ASSIGNMENT:
In the listing below, look for "Target" and copy every line that has it.
-*-
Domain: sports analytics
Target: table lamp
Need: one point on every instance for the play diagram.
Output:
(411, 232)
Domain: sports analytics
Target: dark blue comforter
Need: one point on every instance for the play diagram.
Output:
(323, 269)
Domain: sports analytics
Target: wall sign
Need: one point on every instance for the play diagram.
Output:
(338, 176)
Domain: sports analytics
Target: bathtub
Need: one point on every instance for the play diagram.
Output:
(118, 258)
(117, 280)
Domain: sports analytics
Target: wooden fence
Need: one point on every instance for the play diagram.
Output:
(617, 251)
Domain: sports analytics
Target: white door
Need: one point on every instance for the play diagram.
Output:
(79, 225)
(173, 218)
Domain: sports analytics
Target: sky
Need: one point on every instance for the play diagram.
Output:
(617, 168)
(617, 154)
-*-
RESPONSE BOX:
Target: table lamp
Target: dark blue comforter
Target: wall sign
Target: bathtub
Target: wooden fence
Target: white door
Target: sky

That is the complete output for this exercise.